Task item:
Omit the pictures and output exactly the lines from the start of the entries through the line containing "pixel 221 74".

Region pointing data:
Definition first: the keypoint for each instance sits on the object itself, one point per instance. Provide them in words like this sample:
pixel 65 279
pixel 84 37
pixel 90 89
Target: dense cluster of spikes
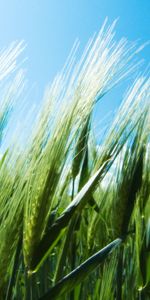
pixel 66 201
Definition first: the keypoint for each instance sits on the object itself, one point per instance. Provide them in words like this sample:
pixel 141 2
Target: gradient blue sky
pixel 50 28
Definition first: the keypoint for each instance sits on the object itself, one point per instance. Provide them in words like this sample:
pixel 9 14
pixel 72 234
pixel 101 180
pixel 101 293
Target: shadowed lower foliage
pixel 75 209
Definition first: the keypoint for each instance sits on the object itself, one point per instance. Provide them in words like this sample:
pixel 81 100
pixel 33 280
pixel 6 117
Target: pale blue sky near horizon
pixel 49 29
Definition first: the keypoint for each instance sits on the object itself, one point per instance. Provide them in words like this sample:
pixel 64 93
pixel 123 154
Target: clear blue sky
pixel 50 28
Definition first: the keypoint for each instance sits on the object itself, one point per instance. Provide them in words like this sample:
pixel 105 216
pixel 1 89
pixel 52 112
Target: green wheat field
pixel 75 209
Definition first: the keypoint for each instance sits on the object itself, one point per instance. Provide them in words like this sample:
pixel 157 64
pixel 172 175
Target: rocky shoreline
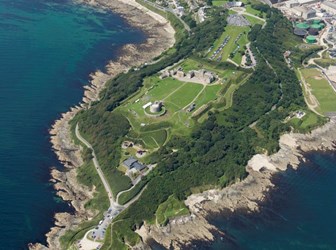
pixel 159 37
pixel 244 195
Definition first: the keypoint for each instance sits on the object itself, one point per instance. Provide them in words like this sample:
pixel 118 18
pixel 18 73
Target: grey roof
pixel 133 163
pixel 129 162
pixel 138 166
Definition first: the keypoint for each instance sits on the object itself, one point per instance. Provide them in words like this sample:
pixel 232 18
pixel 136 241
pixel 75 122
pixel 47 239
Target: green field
pixel 233 32
pixel 254 20
pixel 153 132
pixel 218 3
pixel 207 95
pixel 321 89
pixel 169 209
pixel 184 95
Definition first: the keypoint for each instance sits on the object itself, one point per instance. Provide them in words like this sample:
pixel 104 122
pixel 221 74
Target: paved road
pixel 186 26
pixel 99 232
pixel 98 168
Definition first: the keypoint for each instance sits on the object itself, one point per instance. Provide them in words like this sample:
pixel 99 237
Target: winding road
pixel 98 168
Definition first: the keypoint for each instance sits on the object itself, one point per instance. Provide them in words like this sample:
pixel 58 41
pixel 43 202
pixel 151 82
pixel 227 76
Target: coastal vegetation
pixel 321 89
pixel 246 112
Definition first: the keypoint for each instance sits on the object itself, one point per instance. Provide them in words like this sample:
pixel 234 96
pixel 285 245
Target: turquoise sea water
pixel 47 50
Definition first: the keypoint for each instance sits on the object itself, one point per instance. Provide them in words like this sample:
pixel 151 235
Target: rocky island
pixel 216 146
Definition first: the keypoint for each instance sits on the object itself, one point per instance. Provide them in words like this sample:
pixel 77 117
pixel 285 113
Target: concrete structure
pixel 127 144
pixel 237 20
pixel 311 39
pixel 304 12
pixel 234 4
pixel 302 26
pixel 156 107
pixel 180 73
pixel 306 2
pixel 147 105
pixel 300 32
pixel 198 76
pixel 291 3
pixel 313 32
pixel 191 107
pixel 330 7
pixel 311 13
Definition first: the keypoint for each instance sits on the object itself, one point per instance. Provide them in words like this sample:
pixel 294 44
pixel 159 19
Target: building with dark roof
pixel 133 164
pixel 300 32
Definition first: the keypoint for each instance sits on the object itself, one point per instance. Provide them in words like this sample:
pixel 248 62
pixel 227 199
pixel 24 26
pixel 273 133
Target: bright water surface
pixel 47 50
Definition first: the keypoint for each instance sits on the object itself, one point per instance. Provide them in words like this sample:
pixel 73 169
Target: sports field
pixel 321 89
pixel 236 36
pixel 176 96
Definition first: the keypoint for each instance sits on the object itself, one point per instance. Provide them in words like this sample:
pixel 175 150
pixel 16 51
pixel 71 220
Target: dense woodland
pixel 217 151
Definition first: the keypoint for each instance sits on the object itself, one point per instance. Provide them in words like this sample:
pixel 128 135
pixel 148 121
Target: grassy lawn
pixel 184 95
pixel 172 207
pixel 321 89
pixel 153 132
pixel 218 2
pixel 207 95
pixel 254 20
pixel 154 139
pixel 308 122
pixel 233 32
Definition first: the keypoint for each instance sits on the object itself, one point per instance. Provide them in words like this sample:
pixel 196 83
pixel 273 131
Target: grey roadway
pixel 98 168
pixel 186 26
pixel 99 232
pixel 115 208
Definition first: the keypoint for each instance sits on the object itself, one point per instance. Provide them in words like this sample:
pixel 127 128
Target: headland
pixel 159 37
pixel 226 133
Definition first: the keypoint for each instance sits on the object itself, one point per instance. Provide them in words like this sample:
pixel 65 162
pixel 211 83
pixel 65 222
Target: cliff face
pixel 160 37
pixel 246 194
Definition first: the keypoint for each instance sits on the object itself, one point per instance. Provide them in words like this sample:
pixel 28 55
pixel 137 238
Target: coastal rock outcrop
pixel 159 37
pixel 246 194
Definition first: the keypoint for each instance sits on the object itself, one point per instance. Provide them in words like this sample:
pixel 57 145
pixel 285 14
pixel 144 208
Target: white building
pixel 292 3
pixel 329 7
pixel 305 2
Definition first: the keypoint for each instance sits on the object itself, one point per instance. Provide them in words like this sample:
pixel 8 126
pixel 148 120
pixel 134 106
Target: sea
pixel 299 214
pixel 48 48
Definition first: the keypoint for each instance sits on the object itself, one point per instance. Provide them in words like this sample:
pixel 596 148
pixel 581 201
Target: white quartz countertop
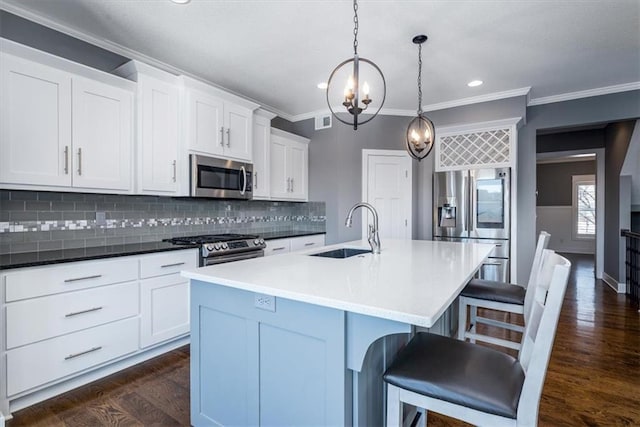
pixel 411 281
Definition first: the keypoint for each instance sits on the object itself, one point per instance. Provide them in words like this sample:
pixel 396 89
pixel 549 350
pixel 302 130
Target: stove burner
pixel 218 248
pixel 210 238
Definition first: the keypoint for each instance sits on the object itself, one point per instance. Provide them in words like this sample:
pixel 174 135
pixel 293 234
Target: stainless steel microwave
pixel 220 178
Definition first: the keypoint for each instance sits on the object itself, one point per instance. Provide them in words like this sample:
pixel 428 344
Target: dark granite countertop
pixel 287 234
pixel 32 259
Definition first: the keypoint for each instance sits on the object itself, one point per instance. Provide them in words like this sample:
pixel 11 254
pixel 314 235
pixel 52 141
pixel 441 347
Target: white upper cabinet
pixel 102 136
pixel 158 160
pixel 261 154
pixel 63 125
pixel 35 118
pixel 218 124
pixel 289 166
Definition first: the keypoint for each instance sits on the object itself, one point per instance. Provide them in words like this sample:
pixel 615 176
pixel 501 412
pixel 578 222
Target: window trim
pixel 575 181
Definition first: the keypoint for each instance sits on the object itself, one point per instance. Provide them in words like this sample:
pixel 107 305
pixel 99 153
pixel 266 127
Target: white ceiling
pixel 275 52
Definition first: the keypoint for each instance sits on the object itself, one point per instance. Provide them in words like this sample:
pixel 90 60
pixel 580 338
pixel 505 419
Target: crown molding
pixel 584 93
pixel 431 107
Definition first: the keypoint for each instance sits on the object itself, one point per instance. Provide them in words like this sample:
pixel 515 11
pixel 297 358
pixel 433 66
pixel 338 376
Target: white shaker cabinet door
pixel 205 127
pixel 298 173
pixel 279 175
pixel 35 123
pixel 158 151
pixel 102 136
pixel 237 132
pixel 261 158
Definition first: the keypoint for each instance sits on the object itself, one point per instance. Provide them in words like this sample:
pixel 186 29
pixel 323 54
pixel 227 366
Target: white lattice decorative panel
pixel 483 148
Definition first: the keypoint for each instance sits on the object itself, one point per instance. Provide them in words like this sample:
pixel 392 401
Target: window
pixel 584 206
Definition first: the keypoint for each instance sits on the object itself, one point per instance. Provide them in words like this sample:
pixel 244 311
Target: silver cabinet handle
pixel 79 161
pixel 66 160
pixel 74 355
pixel 89 310
pixel 172 265
pixel 174 170
pixel 83 278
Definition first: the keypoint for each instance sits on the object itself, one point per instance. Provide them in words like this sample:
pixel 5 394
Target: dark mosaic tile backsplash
pixel 39 221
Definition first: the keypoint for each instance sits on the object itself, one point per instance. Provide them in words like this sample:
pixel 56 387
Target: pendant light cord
pixel 355 27
pixel 420 79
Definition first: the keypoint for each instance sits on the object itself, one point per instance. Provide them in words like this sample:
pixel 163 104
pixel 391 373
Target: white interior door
pixel 387 185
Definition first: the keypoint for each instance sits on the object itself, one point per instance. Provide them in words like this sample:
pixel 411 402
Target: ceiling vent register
pixel 484 148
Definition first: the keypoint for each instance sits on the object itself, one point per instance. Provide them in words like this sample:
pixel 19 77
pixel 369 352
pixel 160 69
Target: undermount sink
pixel 342 253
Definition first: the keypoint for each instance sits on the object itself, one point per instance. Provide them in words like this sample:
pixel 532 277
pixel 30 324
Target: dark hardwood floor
pixel 593 377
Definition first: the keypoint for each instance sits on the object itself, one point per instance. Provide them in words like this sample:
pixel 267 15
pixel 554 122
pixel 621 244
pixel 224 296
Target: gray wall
pixel 617 137
pixel 568 141
pixel 554 181
pixel 598 109
pixel 335 160
pixel 29 33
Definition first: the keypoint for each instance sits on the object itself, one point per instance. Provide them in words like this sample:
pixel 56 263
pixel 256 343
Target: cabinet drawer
pixel 168 263
pixel 59 357
pixel 41 281
pixel 47 317
pixel 278 246
pixel 307 242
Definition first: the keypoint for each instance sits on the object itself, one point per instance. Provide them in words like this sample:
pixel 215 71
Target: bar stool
pixel 500 296
pixel 478 384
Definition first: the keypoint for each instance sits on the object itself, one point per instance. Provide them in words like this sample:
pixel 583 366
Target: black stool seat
pixel 459 372
pixel 494 291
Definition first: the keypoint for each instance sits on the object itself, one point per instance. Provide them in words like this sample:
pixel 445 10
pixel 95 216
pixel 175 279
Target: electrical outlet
pixel 264 302
pixel 101 218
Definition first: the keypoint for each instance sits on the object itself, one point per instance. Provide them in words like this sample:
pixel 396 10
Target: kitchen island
pixel 287 340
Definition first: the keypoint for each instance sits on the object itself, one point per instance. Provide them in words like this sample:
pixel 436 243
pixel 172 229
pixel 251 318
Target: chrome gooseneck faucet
pixel 373 238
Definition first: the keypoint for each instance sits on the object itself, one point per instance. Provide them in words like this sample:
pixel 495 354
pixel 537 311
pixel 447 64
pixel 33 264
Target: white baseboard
pixel 620 288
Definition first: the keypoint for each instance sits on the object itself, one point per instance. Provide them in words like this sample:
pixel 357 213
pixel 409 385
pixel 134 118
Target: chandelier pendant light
pixel 421 133
pixel 354 100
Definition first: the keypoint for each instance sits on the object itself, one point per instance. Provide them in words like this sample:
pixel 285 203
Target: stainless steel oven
pixel 220 178
pixel 221 248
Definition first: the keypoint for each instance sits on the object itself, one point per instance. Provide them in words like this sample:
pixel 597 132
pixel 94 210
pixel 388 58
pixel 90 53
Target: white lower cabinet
pixel 68 324
pixel 164 309
pixel 69 354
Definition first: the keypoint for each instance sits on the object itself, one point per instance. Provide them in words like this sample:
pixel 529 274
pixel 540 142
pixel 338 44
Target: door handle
pixel 244 180
pixel 79 161
pixel 174 170
pixel 66 160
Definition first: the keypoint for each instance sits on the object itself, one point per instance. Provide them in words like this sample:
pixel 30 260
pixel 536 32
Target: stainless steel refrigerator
pixel 475 205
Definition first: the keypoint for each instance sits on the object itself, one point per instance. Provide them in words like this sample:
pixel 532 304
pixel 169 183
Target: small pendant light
pixel 353 71
pixel 421 133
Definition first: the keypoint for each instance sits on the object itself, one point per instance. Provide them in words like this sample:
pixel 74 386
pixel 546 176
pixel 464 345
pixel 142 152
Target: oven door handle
pixel 243 171
pixel 232 257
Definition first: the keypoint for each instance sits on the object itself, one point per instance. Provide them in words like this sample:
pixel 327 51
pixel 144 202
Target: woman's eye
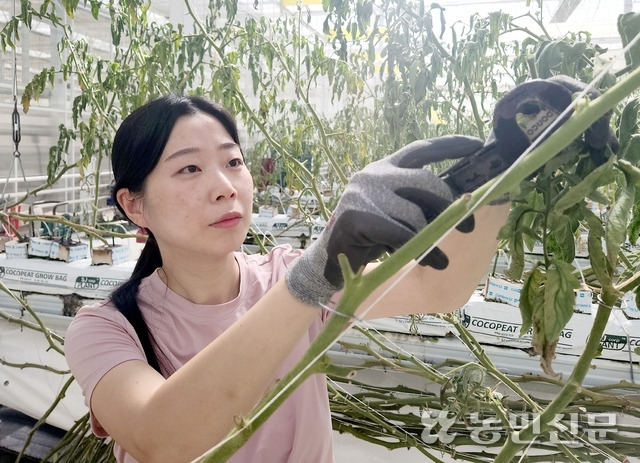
pixel 236 162
pixel 189 169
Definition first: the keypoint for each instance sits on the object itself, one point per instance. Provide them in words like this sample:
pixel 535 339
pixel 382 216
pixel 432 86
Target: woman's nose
pixel 222 187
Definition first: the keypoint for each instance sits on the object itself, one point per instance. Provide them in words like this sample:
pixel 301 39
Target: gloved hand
pixel 382 207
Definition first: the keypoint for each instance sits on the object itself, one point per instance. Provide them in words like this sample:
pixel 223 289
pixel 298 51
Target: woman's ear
pixel 132 205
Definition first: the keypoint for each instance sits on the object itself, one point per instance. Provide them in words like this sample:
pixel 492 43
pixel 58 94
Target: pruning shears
pixel 519 118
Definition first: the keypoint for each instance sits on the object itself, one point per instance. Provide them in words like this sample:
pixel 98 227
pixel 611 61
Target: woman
pixel 200 332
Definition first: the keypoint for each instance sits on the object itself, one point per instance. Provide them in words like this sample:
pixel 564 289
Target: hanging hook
pixel 15 124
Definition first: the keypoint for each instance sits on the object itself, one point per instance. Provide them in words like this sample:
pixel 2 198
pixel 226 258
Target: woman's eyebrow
pixel 192 149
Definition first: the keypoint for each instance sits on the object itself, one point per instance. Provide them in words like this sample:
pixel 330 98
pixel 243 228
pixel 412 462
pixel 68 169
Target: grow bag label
pixel 58 277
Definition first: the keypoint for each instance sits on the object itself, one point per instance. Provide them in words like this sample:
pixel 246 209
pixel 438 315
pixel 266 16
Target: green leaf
pixel 616 225
pixel 631 172
pixel 559 298
pixel 628 122
pixel 631 151
pixel 598 258
pixel 598 177
pixel 531 297
pixel 628 28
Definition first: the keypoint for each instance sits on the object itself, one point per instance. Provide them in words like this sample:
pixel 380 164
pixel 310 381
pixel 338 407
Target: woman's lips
pixel 228 221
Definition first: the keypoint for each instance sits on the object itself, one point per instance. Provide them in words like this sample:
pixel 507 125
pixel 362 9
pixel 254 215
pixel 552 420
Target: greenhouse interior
pixel 538 362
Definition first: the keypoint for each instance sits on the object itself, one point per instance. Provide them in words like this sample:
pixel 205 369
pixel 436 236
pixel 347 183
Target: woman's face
pixel 198 198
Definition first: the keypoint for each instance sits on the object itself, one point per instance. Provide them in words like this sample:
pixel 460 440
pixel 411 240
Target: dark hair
pixel 137 147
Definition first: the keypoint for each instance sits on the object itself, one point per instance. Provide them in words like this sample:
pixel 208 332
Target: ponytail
pixel 125 297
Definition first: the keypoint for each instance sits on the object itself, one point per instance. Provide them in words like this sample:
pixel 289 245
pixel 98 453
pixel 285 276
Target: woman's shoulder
pixel 281 255
pixel 267 268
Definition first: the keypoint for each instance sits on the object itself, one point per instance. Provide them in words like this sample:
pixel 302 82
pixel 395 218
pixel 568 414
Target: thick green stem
pixel 569 391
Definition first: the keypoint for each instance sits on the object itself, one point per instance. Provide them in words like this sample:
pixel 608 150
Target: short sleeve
pixel 98 339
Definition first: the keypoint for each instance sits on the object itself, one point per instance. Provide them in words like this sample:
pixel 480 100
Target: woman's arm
pixel 179 418
pixel 427 290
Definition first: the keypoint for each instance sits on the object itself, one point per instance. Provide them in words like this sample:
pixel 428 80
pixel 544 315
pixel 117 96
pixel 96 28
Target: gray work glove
pixel 383 206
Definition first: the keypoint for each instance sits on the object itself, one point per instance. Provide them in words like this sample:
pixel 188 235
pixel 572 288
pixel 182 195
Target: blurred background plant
pixel 393 72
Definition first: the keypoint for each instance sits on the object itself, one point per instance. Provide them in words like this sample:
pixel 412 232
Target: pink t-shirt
pixel 100 337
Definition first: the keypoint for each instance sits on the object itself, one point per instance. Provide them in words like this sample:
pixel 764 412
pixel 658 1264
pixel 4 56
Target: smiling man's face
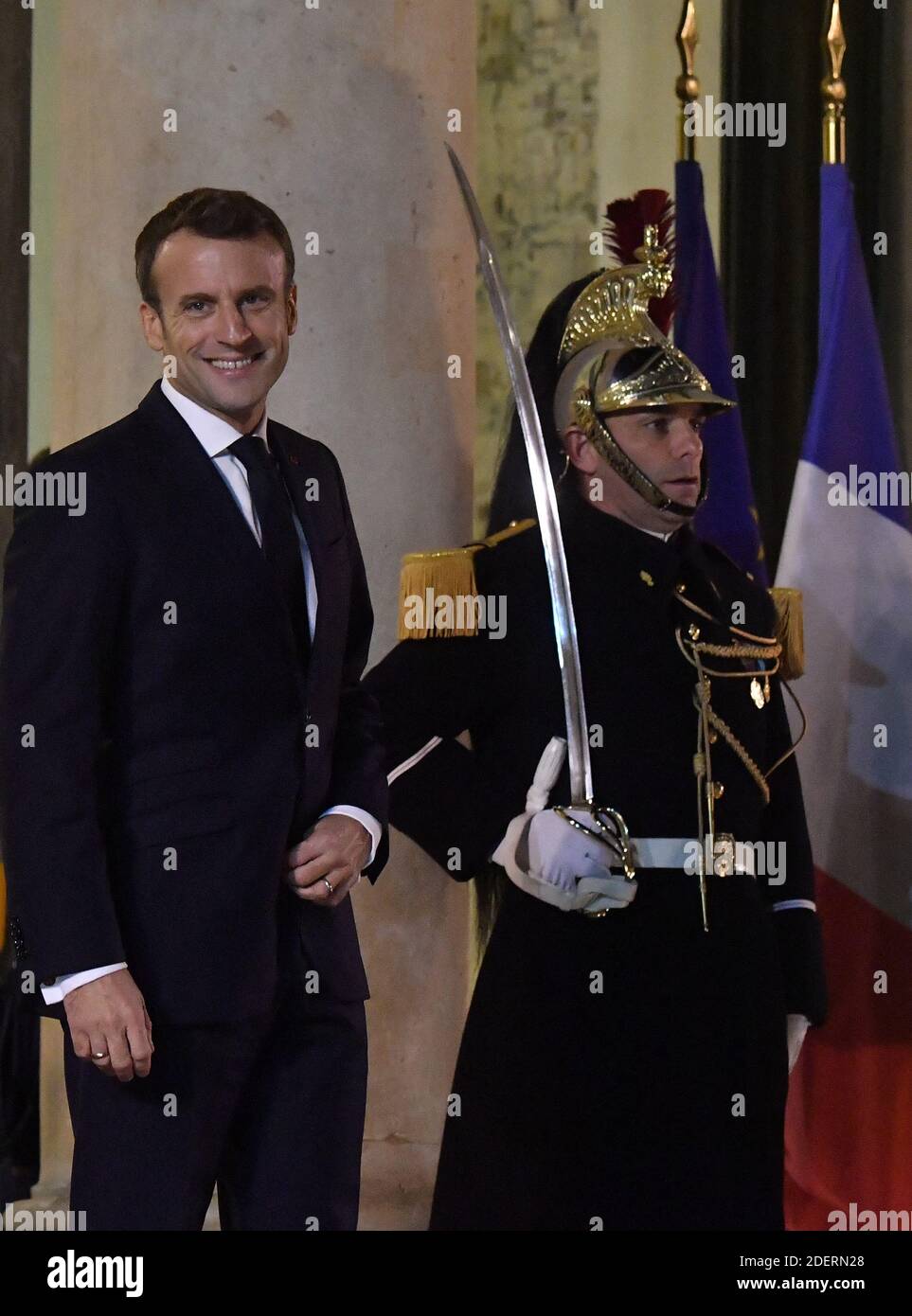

Answer section:
Definition first: the keypoint for each instance sits on the object itself, one point per instance. Provide them in words like this sample:
pixel 65 279
pixel 84 37
pixel 90 89
Target: dense cluster of spikes
pixel 66 201
Definition first: the keypoint for each instance sits on the object itself, one point per instance. Provide them in words like this sample:
pixel 141 2
Target: gradient blue sky
pixel 50 28
Definition first: the keypoint for each instance sits on the object itself, one point per instance. Provide them in words like this sample:
pixel 9 14
pixel 72 234
pixel 101 180
pixel 101 293
Target: shadowed lower foliage
pixel 75 209
Definition first: the keypoint for each instance sits on the object itself, one point per instance. Provide them in words like this sample:
pixel 81 100
pixel 33 280
pixel 6 117
Target: pale blue sky near horizon
pixel 49 29
Definition first: the keypoint for each instance sits on the object itself, one point per instance. Provide them in words like this sample:
pixel 64 93
pixel 123 154
Target: clear blue sky
pixel 50 28
Definition first: the keypoint for each instance sits on the object itself, one point per instance. Provide them in words like this sample:
pixel 105 216
pixel 1 89
pixel 52 112
Target: green wheat field
pixel 75 209
Definition first: the keypoint for each instance sits on the object itself, one point per instance. Provide them in words like this sample:
pixel 157 64
pixel 172 175
Target: rocky shoreline
pixel 159 37
pixel 244 195
Definition first: the keypoint for each instance sits on the object itself, one point per instance. Provide them in words like this sample:
pixel 118 18
pixel 18 73
Target: grey roof
pixel 133 163
pixel 129 162
pixel 138 166
Definition first: the keypoint for each instance sits on the object itself, one point per instance. Provide them in words like this sample:
pixel 232 18
pixel 136 241
pixel 75 122
pixel 47 239
Target: green field
pixel 233 32
pixel 254 20
pixel 153 132
pixel 218 3
pixel 207 95
pixel 321 89
pixel 169 209
pixel 184 95
Definition first: the keypoint for each instance sits on the object itself, one point per instance. Provide them in words like this sample:
pixel 104 122
pixel 221 74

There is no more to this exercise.